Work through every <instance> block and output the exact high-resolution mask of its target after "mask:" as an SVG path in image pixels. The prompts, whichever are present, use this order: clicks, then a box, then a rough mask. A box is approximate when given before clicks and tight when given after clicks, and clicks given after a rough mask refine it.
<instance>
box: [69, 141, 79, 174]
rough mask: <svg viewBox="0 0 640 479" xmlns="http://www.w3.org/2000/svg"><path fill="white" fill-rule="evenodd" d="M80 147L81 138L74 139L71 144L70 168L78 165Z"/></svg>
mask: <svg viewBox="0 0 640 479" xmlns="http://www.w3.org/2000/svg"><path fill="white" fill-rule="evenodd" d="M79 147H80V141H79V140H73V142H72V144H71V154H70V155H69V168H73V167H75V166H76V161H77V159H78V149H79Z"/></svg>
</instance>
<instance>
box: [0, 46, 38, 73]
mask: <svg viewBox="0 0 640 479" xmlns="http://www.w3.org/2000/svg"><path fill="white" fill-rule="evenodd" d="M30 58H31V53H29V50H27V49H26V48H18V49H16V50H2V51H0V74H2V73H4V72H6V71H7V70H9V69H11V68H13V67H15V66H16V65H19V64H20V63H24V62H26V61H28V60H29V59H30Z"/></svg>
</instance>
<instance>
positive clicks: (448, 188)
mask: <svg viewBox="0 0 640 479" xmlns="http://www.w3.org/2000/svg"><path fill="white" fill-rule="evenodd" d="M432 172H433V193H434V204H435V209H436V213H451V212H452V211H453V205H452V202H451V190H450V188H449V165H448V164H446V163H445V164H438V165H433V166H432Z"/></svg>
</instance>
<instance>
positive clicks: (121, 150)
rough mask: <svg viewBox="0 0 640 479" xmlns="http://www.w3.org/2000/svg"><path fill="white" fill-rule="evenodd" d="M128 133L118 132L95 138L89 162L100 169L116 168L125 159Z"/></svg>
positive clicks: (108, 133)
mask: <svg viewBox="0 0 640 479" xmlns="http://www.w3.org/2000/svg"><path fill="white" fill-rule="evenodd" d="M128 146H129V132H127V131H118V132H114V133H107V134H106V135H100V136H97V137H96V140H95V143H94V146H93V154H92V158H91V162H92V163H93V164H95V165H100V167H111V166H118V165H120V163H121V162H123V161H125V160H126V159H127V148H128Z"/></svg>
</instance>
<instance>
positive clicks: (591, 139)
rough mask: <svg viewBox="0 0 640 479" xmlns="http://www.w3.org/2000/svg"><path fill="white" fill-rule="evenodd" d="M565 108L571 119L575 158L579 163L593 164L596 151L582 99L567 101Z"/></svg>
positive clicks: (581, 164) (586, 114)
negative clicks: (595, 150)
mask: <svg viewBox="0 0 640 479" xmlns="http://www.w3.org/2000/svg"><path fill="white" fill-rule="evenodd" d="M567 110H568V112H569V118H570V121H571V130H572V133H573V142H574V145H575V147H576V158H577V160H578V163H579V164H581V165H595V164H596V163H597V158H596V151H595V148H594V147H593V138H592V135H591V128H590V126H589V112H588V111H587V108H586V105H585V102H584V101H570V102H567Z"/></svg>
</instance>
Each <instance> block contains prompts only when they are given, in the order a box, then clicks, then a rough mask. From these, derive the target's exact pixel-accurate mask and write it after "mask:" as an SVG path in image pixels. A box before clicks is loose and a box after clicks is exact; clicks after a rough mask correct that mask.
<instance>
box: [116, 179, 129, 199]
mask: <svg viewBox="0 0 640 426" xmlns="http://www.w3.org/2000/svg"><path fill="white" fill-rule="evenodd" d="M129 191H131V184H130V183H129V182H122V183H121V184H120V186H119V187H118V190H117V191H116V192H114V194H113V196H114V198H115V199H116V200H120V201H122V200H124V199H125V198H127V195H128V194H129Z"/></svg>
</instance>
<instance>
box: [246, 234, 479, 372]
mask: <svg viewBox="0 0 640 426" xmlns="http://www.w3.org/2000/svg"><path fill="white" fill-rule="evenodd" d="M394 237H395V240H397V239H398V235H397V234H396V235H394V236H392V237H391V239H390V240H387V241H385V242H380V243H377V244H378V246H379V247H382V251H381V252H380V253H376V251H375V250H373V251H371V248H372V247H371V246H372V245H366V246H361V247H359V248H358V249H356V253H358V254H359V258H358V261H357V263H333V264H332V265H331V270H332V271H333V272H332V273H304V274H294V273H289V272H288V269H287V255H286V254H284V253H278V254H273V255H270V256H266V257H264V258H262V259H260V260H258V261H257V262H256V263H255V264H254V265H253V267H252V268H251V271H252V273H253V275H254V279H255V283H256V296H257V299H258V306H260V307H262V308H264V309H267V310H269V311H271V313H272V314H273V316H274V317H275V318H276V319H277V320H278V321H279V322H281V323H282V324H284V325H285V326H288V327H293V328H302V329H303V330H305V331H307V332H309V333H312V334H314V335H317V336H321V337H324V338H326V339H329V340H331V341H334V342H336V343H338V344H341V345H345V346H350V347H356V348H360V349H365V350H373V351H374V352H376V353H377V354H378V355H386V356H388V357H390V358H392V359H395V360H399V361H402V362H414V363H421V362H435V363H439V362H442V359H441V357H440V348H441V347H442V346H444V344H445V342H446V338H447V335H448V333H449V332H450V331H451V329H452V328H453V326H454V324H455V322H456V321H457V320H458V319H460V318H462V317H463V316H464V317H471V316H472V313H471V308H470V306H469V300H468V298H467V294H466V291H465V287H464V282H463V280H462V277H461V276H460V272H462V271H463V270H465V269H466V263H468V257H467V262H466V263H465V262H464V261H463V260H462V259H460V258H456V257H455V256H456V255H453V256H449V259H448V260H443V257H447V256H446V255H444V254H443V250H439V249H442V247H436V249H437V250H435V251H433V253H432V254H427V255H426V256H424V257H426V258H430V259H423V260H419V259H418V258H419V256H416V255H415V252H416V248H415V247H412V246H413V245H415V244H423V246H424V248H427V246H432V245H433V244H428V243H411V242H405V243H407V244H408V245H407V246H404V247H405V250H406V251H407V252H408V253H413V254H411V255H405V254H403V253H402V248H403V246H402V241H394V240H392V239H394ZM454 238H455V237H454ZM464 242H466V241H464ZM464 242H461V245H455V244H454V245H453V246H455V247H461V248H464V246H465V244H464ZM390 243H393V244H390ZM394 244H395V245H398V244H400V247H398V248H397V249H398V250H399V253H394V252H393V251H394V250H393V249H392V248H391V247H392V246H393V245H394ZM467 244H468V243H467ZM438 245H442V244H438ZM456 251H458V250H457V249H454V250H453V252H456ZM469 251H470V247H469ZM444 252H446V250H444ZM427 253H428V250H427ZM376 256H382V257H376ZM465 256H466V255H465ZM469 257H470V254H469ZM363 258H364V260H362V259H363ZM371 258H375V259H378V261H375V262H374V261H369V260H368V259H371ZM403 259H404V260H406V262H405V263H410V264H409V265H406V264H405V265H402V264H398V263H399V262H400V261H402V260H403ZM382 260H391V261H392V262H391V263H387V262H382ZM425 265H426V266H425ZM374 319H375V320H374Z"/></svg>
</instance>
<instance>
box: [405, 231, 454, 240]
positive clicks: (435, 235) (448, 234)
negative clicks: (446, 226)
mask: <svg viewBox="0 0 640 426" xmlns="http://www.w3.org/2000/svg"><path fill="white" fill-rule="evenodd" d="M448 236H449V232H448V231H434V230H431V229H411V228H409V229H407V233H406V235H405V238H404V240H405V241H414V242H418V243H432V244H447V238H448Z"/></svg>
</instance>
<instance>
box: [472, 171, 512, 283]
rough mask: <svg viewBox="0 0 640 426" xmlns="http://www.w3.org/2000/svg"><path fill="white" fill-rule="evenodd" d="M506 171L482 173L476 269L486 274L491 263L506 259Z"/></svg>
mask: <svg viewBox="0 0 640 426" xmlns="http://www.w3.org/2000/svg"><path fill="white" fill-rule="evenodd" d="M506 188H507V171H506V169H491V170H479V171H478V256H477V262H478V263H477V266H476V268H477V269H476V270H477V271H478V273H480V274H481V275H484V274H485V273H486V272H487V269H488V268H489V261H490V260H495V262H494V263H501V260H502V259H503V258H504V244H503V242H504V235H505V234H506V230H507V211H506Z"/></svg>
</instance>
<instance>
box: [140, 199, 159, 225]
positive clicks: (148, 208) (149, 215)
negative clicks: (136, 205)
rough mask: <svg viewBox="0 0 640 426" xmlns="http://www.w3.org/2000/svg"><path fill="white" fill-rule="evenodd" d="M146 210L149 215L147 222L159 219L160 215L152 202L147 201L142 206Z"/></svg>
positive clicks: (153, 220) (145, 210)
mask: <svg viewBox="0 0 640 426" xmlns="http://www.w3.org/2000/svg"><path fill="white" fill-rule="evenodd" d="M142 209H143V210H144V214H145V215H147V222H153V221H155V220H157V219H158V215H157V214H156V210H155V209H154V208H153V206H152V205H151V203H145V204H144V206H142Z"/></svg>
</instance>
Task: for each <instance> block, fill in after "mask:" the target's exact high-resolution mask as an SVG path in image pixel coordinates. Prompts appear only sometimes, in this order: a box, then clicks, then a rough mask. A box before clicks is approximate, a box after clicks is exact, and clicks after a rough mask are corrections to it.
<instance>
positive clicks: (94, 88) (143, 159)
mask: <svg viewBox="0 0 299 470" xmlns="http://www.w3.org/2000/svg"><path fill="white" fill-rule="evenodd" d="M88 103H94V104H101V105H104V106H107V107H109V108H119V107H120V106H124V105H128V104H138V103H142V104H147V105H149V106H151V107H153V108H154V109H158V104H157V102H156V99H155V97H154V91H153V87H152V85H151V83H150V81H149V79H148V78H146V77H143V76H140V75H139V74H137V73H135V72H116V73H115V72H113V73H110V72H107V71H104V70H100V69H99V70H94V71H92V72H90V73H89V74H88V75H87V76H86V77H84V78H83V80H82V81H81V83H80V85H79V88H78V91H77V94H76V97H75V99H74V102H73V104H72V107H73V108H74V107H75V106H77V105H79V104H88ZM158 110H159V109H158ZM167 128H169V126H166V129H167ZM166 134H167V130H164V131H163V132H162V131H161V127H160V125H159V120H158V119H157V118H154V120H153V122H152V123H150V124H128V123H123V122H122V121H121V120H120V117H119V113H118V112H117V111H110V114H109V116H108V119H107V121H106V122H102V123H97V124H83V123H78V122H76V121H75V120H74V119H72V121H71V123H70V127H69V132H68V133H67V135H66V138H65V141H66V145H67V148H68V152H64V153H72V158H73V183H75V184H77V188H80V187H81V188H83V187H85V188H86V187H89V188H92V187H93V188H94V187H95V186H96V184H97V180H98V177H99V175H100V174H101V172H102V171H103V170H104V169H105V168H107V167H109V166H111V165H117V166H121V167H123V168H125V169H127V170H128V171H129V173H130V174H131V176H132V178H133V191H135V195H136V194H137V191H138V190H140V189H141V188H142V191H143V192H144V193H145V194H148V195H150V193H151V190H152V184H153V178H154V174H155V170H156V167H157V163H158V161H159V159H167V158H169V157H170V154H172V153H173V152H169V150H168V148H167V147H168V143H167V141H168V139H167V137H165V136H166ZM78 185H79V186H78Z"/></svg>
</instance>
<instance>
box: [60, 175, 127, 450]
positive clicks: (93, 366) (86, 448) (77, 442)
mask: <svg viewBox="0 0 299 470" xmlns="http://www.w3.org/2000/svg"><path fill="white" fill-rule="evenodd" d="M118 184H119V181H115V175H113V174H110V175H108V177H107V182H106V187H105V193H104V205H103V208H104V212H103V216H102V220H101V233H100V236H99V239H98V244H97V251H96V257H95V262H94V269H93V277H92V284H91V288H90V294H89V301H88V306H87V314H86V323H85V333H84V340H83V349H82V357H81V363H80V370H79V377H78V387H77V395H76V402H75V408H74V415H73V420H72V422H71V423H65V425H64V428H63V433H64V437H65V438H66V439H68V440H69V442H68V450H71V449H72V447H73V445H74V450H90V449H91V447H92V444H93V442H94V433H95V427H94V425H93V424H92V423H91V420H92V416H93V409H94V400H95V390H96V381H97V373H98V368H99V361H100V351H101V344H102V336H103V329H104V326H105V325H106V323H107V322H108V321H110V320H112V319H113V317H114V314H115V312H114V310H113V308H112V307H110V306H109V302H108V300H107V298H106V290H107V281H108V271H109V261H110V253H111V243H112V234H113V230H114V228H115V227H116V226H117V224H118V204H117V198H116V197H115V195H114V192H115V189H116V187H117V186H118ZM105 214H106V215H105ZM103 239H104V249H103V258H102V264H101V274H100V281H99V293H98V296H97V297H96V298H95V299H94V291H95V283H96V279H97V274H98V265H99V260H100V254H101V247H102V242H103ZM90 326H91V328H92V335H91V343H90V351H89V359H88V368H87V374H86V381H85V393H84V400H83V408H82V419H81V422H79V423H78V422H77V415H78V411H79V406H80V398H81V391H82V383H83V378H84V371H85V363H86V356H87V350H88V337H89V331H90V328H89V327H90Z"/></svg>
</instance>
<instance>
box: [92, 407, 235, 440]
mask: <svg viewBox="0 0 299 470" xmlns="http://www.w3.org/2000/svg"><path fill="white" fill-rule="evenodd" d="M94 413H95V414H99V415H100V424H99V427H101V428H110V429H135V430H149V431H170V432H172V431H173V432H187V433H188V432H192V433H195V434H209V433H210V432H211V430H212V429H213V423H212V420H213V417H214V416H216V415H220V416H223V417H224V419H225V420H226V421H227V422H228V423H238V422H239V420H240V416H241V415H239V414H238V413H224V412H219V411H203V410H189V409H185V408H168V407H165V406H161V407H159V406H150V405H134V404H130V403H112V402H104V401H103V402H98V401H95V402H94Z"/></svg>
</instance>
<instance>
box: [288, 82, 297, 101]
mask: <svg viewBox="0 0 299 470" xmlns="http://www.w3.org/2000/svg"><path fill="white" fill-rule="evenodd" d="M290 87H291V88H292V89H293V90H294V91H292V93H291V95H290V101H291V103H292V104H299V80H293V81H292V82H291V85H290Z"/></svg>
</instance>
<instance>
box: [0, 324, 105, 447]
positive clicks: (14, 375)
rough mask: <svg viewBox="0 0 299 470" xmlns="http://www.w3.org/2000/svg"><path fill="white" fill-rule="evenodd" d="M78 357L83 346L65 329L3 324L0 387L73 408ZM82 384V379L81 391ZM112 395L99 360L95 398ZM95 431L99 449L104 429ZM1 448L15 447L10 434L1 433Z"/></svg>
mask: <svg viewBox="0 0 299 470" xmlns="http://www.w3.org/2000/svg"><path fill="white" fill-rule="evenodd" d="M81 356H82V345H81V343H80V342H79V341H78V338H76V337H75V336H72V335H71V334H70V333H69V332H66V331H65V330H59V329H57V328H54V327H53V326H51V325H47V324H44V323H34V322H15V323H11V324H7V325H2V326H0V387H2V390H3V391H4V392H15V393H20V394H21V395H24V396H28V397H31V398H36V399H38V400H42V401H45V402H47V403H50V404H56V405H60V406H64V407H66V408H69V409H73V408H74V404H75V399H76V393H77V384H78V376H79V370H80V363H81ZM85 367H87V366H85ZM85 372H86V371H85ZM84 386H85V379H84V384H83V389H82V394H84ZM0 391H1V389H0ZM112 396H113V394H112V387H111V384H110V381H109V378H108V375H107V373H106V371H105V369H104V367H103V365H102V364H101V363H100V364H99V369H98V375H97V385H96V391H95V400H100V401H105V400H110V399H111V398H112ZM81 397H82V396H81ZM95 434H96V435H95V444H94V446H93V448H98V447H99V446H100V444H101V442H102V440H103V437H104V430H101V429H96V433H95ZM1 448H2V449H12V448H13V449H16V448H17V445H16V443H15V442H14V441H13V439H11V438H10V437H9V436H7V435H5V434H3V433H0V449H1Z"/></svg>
····················
Would you count the lines of the listing above that hold the string "pixels" and give only the resulting number?

2